## Task to carry out
Can you put the lines between the line holding "Each <instance> block" and the line holding "box: [61, 30, 133, 91]", inclusive, into a Markdown table with the columns Row and Entry line, numbering each row and leaving out blank lines?

(Saved entries)

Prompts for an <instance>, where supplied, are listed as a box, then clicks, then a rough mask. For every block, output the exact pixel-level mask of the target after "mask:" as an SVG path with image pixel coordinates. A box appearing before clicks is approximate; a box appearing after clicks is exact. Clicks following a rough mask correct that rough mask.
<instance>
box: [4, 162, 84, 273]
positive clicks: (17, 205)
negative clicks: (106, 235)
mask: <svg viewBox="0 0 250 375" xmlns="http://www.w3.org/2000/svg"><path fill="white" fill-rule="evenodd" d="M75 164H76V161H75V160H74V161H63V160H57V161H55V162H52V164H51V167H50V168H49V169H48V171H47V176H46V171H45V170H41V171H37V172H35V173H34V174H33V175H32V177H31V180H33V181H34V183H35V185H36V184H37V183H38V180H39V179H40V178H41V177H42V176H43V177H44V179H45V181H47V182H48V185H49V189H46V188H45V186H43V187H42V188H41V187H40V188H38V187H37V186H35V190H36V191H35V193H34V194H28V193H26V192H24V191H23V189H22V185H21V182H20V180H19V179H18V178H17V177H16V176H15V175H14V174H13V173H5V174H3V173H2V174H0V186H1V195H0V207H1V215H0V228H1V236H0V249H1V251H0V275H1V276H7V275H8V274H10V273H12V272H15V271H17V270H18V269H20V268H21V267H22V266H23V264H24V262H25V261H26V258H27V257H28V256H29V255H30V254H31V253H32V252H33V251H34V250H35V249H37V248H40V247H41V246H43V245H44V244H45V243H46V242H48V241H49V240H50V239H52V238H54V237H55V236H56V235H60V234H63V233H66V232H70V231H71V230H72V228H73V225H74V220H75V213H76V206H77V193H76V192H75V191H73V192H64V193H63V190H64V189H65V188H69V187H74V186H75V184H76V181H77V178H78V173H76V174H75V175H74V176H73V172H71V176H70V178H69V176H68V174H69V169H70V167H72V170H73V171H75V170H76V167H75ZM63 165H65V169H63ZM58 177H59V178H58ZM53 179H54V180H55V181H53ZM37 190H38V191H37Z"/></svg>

...

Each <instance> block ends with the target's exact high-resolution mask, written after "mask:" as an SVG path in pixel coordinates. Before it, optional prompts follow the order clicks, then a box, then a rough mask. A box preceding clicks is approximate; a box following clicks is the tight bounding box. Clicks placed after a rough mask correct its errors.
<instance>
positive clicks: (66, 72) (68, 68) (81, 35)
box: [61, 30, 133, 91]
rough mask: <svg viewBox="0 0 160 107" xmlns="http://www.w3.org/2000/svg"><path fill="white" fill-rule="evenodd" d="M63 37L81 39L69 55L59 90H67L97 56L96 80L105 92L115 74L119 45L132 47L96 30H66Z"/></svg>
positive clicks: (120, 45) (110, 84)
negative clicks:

## Response to the task
| Row | Entry line |
|---|---|
| 1 | Each <instance> block ends with the target's exact high-resolution mask, written after "mask:" as an SVG path in pixel coordinates. Before it, optional prompts follow the order clicks, then a box, then a rough mask. A box preceding clicks is approximate; a box following clicks is the tight bounding box. Clicks placed after a rough mask correct its errors. |
| 2 | <instance> |
| 3 | positive clicks: (66, 72) (68, 68) (81, 35) |
| 4 | box: [61, 30, 133, 91] |